Start of Dataset
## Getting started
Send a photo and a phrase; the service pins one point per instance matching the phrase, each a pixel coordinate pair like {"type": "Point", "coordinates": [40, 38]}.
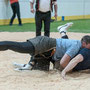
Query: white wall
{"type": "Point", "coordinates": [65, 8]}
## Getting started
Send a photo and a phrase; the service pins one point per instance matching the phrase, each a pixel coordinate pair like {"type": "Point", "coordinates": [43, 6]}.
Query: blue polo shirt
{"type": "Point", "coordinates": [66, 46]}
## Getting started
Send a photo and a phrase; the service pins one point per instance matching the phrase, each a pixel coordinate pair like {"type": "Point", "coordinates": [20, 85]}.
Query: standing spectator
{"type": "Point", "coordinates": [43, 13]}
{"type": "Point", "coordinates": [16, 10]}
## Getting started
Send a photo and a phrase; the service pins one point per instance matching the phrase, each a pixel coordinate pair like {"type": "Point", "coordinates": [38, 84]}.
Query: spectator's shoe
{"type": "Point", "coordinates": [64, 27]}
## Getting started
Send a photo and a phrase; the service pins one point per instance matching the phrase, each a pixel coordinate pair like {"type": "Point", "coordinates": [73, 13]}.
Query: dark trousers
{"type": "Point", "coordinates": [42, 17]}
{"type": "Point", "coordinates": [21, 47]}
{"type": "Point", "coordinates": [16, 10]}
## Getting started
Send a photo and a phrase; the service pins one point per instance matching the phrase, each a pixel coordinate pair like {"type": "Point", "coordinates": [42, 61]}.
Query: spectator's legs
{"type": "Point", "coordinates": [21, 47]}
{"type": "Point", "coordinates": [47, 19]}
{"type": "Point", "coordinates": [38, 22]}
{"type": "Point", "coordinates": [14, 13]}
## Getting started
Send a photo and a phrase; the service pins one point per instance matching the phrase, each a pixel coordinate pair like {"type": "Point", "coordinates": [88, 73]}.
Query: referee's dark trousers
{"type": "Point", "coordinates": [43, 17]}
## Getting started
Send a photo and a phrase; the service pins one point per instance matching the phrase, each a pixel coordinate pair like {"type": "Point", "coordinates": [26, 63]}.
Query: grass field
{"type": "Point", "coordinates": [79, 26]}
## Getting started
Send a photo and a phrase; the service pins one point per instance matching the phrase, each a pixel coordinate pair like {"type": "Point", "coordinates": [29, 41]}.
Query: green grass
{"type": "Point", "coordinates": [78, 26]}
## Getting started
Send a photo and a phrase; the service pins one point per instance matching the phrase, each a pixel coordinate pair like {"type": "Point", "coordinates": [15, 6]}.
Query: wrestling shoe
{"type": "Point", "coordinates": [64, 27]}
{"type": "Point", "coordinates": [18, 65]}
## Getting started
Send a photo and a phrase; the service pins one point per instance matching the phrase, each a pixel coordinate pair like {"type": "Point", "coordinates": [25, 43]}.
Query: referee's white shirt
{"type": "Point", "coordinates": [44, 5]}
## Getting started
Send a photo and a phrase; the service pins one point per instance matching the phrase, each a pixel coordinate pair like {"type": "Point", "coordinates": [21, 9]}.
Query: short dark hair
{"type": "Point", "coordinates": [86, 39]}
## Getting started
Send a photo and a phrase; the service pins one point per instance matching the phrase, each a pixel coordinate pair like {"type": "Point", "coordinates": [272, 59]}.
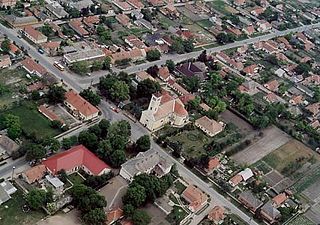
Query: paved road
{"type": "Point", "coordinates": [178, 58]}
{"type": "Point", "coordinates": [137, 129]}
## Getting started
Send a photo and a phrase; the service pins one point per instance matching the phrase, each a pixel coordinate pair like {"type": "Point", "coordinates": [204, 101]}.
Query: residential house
End of Dataset
Task to complete:
Transcribe the records word for word and include no pictures.

Solution:
## Getting started
Send a photo and a phrase; the service pins one point per instance matching the phrase, each a pixel coordinate pair like {"type": "Point", "coordinates": [40, 38]}.
Query: white wall
{"type": "Point", "coordinates": [65, 8]}
## Getting started
Send a photo and a phrase; the service pins one point per instance matching the phrase, each a pixel coordinate pair like {"type": "Point", "coordinates": [43, 6]}.
Query: blue polo shirt
{"type": "Point", "coordinates": [66, 46]}
## Getting started
Send a photo and a phrase; the service pins one point per instance matching the phrase, each a pixel coordinate pair like {"type": "Point", "coordinates": [20, 85]}.
Query: standing spectator
{"type": "Point", "coordinates": [43, 13]}
{"type": "Point", "coordinates": [16, 10]}
## Getting started
Send a photo and a phrase; the service pins one point per instance matching the phrase, each a pixel coordinate pair like {"type": "Point", "coordinates": [38, 84]}.
Query: spectator's shoe
{"type": "Point", "coordinates": [64, 27]}
## Getting started
Send a photo and a phrase; the service pins one point per instance matching the phrase, each a pixel coordinate pair like {"type": "Point", "coordinates": [73, 13]}.
Query: dark trousers
{"type": "Point", "coordinates": [42, 17]}
{"type": "Point", "coordinates": [21, 47]}
{"type": "Point", "coordinates": [16, 10]}
## Getting started
Send a photo and a phrase; the service pins one point per instance matching the phrase, each a pixel coordinate pair like {"type": "Point", "coordinates": [42, 61]}.
Query: spectator's legs
{"type": "Point", "coordinates": [21, 47]}
{"type": "Point", "coordinates": [47, 19]}
{"type": "Point", "coordinates": [38, 22]}
{"type": "Point", "coordinates": [14, 13]}
## Getting started
Send a photo and a phrase; the service pins one point per instance matching the phrase, each a pixel coordinate pair like {"type": "Point", "coordinates": [88, 73]}.
Query: referee's dark trousers
{"type": "Point", "coordinates": [43, 17]}
## Getting started
Send a photo and a phrase; the service pins one point per instance matching the phrase, each a pixel coordinate pair like {"type": "Point", "coordinates": [26, 63]}.
Query: grass field
{"type": "Point", "coordinates": [79, 26]}
## Getting started
Send a photo and a phrase; the service pins one point per instance matching the phrase, each a pixel coordinate pair like {"type": "Point", "coordinates": [29, 41]}.
Query: green grass
{"type": "Point", "coordinates": [78, 26]}
## Getting started
Send a photo and a phrase; the service pins one point per instance matching the phrase, each a pixel coordinate pair like {"type": "Point", "coordinates": [15, 6]}.
Query: wrestling shoe
{"type": "Point", "coordinates": [64, 27]}
{"type": "Point", "coordinates": [18, 65]}
## Getting started
Send a photo and a phrase; the service pins one point per instance matching the phrase, each a pixel coordinate pair like {"type": "Point", "coordinates": [25, 43]}.
Query: referee's white shirt
{"type": "Point", "coordinates": [44, 5]}
## Getting started
Send a photo and a phrase; the service pins one point per instance matching the phrase, each a pixel coordinate pair like {"type": "Point", "coordinates": [21, 9]}.
Query: short dark hair
{"type": "Point", "coordinates": [86, 39]}
## Getting started
Send a photo and a phrase; the service pins one point per instance matching the phrase, each a pixel coordinate pair like {"type": "Point", "coordinates": [272, 59]}.
Query: paved road
{"type": "Point", "coordinates": [178, 58]}
{"type": "Point", "coordinates": [137, 129]}
## Getting started
Send a photo and a phrase; the service pins one point per instance matching the phrase, each a pixel coordinate pair like {"type": "Point", "coordinates": [204, 101]}.
Query: residential house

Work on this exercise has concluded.